LIST OF TASKS:
1 > In the post on invariance of item difficulty in the MAP test, who is the intended recipient of the note the writer asks about?
2 > Extend the post on invariance of item difficulty in the MAP test with a few sentences that pick up right after its final paragraph.

PROVIDED TEXT:
╔══
[Rasch] Invariance of Item Difficulty, Northwest Evaluation Association "MAP" test

Steven L. Kramer skramer1958 at verizon.net
Thu Jul 10 21:13:25 EST 2008

Dear Rasch modelers,

Please see the note below to the test coordinator at my school.  

Are my concerns valid and my description of Rasch model limitations accurate?  Or do I need to correct the note below? (Note: I state the "invariance" hypothesis weakly as dealing with order of item difficulties vs. actual item difficulties--but I think the weaker statement is easier to deal with in practical terms.)  

Also:  What if we really administer the entire scale and want to test whether the order-invariance hypothesis is violated when comparing my school's group to the NWEA norming group?  How would we do that for the test as a whole?  (i.e., see if we can reject the null, "the order invariance postulate is not violated" and also find a way to quantify any violation sufficiently to see whether the violation is practically as well as statistically significant?)
╚══
PROVIDED MATERIAL:
╔══
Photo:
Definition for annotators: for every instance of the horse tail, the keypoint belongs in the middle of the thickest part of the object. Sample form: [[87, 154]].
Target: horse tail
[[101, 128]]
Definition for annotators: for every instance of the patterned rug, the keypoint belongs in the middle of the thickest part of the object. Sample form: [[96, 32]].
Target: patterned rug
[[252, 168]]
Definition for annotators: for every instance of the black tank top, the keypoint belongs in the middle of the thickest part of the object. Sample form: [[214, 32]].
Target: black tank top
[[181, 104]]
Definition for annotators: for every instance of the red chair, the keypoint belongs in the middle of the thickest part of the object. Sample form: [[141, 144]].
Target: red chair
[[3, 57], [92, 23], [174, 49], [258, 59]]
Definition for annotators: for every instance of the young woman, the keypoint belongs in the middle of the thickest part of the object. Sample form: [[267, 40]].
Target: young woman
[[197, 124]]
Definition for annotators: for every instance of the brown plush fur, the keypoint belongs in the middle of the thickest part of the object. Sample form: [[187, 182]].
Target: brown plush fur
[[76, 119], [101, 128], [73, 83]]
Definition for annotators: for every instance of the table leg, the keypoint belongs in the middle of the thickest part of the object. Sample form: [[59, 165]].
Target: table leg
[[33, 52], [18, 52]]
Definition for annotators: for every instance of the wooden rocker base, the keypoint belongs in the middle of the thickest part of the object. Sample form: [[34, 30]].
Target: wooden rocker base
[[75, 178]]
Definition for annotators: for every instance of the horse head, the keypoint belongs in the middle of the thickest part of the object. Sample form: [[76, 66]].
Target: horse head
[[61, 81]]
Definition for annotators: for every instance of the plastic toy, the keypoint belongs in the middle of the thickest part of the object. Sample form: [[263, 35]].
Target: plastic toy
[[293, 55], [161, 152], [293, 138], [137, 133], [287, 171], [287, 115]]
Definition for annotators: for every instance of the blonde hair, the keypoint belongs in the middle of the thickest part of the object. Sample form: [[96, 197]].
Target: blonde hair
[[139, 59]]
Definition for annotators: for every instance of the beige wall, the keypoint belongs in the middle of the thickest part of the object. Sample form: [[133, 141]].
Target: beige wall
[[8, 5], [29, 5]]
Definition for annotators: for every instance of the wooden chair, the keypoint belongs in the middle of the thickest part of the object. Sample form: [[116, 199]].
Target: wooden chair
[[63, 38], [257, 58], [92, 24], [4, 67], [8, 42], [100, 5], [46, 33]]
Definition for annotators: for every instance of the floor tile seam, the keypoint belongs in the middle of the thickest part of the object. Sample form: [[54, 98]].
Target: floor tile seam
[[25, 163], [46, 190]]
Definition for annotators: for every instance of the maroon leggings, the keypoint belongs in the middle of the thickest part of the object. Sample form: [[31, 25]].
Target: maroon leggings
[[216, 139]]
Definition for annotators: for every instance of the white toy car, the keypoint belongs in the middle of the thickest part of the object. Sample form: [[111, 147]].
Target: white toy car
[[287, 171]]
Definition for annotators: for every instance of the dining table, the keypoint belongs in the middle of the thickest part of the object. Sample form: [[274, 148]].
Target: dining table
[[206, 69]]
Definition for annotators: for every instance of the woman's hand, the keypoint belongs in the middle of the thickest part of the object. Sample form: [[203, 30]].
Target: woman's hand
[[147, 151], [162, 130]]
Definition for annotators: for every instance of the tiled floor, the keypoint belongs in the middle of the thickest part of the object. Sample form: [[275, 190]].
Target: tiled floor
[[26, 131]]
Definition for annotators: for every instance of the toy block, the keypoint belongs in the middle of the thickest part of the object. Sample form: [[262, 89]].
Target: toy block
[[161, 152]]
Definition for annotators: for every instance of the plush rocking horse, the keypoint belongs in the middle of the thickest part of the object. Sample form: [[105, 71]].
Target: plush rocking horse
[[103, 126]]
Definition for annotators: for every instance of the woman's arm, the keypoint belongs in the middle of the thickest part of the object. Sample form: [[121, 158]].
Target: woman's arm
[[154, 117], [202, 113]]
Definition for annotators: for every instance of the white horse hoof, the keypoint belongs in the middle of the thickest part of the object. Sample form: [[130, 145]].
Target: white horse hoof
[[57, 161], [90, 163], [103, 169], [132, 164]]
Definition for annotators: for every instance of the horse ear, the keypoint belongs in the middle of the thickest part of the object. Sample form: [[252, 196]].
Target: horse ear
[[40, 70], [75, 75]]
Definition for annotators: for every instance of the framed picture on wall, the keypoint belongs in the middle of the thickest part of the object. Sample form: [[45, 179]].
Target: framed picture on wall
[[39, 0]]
╚══
THE RESULTS:
1 > The test coordinator at the writer's school.

2 >
Steve Kramer
----- Original Message ----- 
From: Steven L. Kramer 
To: pholman at baltimorefreedomacademy.org 
Sent: Wednesday, July 09, 2008 7:00 PM
Subject: Northwest Evaluation Association "MAP" test

Hi Ms. Holman,

It was good meeting you today!  I did want to share with you some worries on the NWEA MAP test.

I have a lot of respect for NWEA: they seem to be good at what they do.  Also, I think their technique of Rasch modeling is very useful in education, and I think that their attempts to encourage teachers and schools to use test data for formative purposes are worthwhile.  But I fear that the output of their tests may not be useful at Freedom Academy.

NWEA uses a Rasch model for its MAP test.  The Rasch model takes a bunch of test items and lines them up in difficulty, from least difficult to most difficult.  Each item difficulty is quantified (usually called "delta").  Then, each student, based on his/her test score, is assigned an ability (usually called "theta").  For each student and each item, there is a 50% chance (odds are 1-1) of getting an item correct if the item's "delta" equal's the student's "theta".  In general, the odds of getting an item correct are e^(theta minus delta).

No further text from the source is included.